"""

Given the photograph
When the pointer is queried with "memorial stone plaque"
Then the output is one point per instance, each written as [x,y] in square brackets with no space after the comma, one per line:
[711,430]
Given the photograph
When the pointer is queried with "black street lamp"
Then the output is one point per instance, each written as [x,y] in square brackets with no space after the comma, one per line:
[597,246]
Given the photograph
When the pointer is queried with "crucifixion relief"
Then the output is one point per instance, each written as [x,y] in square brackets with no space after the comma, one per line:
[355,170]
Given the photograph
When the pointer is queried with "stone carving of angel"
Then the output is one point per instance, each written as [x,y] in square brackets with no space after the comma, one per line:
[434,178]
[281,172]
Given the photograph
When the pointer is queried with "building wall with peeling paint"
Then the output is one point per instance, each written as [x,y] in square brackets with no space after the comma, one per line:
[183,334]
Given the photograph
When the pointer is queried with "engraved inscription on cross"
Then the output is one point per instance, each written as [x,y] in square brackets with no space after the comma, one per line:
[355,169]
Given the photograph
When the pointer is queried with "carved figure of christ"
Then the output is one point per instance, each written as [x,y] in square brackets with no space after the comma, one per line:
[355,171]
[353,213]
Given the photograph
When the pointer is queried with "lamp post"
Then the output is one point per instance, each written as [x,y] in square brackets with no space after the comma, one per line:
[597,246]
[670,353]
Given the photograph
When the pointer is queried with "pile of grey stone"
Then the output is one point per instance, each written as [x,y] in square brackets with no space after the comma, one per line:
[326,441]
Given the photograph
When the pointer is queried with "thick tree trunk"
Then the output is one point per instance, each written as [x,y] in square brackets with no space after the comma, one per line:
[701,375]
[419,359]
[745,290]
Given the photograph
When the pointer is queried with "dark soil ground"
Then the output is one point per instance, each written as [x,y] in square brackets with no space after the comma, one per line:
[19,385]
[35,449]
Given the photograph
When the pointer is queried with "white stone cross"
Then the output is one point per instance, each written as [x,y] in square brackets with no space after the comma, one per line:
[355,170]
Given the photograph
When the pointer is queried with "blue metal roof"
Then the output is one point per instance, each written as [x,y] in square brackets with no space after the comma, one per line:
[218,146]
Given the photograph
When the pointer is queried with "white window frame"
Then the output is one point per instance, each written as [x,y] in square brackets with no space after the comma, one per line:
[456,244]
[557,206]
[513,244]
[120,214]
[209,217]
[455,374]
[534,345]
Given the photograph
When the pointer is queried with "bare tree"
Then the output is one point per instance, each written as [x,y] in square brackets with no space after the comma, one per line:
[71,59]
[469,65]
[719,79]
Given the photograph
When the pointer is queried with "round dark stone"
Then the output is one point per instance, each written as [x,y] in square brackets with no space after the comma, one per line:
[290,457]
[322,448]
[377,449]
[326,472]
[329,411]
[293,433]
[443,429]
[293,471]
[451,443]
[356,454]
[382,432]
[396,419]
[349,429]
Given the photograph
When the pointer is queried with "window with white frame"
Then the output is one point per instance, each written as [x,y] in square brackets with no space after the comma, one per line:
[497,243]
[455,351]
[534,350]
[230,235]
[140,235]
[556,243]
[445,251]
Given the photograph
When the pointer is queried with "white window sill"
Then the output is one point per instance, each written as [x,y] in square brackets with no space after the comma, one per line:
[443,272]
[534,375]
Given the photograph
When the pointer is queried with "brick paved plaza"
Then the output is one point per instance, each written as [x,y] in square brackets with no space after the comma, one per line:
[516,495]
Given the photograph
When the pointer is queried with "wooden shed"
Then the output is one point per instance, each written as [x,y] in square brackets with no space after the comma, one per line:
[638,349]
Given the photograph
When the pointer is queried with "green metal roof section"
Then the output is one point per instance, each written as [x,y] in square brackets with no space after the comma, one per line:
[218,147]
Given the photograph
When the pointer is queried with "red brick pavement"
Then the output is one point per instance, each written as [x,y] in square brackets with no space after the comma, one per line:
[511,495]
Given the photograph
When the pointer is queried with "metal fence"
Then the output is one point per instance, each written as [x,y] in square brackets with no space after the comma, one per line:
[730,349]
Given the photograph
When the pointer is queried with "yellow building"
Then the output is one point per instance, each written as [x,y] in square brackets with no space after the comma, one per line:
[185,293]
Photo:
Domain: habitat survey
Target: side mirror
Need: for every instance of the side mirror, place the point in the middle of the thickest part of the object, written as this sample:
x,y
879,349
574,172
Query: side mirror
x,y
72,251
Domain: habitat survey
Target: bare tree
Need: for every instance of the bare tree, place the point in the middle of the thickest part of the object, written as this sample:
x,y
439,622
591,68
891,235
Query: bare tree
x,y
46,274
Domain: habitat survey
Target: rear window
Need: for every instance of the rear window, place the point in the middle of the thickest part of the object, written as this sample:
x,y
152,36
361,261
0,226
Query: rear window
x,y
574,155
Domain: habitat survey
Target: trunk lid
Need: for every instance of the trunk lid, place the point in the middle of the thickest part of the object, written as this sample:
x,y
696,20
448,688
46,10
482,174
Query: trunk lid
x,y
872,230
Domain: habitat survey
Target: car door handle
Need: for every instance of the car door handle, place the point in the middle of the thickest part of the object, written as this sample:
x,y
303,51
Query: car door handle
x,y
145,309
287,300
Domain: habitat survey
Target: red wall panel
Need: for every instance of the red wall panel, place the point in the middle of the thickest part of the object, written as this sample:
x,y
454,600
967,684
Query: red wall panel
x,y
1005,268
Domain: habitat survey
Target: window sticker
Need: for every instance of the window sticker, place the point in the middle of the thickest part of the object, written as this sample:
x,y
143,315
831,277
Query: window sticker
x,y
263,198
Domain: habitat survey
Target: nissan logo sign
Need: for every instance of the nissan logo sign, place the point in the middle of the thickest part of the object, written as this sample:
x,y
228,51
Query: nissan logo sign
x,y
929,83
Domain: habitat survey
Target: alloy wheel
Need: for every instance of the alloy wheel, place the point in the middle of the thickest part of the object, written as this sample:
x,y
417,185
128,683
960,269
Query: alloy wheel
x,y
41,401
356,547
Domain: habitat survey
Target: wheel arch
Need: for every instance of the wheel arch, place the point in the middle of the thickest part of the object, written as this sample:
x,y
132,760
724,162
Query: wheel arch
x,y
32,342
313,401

"""
"""

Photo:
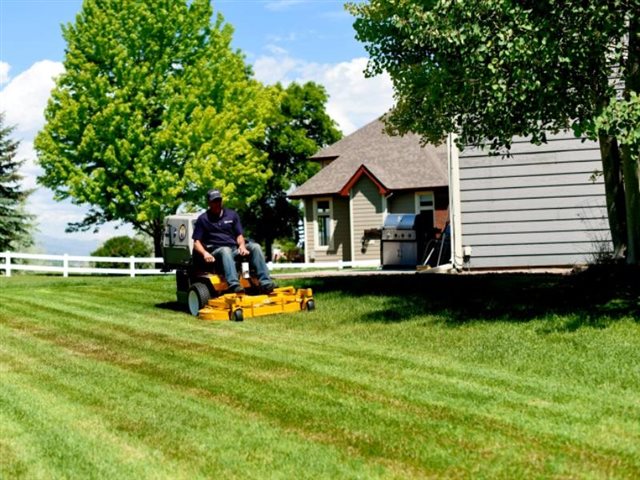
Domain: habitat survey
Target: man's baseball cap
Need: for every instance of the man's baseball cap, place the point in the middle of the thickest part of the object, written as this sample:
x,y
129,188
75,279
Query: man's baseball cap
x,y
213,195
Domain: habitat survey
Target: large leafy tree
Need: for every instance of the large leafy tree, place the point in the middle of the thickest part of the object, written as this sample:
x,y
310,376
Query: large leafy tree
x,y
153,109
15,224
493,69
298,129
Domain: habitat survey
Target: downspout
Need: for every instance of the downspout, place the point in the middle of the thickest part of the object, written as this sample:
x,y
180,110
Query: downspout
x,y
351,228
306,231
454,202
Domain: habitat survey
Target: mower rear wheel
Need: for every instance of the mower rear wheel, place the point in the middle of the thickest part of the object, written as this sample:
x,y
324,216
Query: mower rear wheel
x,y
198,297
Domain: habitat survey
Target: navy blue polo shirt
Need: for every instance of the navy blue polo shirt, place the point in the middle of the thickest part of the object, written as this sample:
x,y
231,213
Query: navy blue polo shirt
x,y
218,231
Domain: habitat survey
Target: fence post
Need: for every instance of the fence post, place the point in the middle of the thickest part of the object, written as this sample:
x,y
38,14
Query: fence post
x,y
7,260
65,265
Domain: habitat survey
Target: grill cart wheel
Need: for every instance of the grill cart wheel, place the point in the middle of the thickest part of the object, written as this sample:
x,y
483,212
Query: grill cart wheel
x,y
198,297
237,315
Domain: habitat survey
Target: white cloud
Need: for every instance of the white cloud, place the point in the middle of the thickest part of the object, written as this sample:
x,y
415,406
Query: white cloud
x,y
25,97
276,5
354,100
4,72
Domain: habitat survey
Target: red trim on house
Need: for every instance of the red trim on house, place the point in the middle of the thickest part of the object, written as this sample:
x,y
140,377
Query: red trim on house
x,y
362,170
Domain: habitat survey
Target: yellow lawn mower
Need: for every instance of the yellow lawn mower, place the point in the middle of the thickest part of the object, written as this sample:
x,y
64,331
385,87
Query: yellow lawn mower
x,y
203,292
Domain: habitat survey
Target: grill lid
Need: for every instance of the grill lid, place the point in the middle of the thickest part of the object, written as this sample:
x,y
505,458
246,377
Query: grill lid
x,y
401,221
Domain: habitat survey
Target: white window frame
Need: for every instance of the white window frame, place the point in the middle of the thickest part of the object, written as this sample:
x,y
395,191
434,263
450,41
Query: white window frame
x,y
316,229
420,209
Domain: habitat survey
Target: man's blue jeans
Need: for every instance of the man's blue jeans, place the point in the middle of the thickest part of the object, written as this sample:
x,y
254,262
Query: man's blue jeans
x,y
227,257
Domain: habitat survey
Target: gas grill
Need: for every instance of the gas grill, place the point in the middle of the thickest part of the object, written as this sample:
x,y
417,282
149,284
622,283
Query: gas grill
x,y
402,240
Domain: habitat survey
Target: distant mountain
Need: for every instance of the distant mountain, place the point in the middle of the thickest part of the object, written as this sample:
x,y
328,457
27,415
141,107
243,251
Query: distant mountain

"""
"""

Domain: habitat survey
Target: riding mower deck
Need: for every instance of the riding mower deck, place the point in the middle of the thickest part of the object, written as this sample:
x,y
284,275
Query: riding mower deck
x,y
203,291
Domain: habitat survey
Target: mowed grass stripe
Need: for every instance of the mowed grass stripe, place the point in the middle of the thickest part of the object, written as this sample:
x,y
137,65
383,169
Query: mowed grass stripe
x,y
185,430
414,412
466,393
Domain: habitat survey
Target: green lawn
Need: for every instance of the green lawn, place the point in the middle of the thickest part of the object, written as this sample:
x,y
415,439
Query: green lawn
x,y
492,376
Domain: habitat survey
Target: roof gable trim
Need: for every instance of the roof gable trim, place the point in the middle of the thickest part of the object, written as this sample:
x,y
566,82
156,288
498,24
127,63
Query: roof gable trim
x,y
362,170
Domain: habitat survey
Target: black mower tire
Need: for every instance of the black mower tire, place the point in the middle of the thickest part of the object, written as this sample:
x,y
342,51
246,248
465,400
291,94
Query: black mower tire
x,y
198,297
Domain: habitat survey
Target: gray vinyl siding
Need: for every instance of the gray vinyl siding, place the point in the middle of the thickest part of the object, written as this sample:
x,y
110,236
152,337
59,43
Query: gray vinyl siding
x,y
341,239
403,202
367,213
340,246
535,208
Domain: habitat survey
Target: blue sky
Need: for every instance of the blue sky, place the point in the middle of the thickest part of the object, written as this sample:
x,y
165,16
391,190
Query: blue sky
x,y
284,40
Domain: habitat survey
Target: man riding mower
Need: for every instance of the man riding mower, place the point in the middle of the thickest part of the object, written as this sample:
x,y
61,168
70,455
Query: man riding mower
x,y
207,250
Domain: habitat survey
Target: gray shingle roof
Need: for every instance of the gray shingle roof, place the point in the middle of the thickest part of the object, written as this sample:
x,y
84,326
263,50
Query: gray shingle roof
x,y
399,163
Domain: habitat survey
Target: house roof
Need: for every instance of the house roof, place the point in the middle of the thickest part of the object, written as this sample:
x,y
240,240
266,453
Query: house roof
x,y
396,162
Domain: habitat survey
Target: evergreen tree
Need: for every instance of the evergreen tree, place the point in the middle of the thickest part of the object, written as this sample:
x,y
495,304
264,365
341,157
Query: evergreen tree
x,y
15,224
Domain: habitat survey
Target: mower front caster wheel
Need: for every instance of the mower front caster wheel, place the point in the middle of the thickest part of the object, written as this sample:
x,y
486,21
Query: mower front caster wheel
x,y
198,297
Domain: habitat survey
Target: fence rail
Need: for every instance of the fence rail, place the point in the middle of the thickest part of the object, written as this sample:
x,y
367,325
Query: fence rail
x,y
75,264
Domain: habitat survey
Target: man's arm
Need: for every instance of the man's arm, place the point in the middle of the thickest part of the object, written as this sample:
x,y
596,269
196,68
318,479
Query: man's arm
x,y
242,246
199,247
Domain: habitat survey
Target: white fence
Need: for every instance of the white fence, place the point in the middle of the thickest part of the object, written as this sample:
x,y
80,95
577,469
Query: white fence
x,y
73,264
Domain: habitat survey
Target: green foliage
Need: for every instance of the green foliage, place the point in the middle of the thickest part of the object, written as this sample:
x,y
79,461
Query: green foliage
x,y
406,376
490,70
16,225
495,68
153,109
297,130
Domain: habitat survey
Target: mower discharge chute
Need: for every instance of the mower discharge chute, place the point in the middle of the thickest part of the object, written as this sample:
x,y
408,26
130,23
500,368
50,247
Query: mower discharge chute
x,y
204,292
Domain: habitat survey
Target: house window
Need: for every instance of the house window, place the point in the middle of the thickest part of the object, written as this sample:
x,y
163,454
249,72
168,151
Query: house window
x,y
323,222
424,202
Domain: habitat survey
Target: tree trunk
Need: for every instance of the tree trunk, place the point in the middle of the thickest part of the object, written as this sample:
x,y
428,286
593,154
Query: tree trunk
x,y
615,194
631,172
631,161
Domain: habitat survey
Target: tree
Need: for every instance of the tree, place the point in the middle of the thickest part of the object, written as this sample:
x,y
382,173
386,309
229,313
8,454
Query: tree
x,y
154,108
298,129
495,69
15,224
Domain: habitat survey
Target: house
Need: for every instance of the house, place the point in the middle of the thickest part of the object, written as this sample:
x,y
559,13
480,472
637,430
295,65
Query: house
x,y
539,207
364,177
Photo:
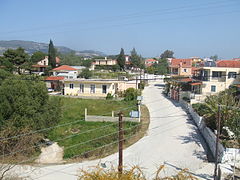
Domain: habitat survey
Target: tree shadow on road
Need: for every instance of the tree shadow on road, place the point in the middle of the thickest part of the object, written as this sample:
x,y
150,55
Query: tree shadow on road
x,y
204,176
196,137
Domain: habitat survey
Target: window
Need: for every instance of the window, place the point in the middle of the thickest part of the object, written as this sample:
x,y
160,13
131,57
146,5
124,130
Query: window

"""

— Work order —
Number of lines with the string "lamp" in them: give it by itself, based on the listing above.

— Finished exercise —
2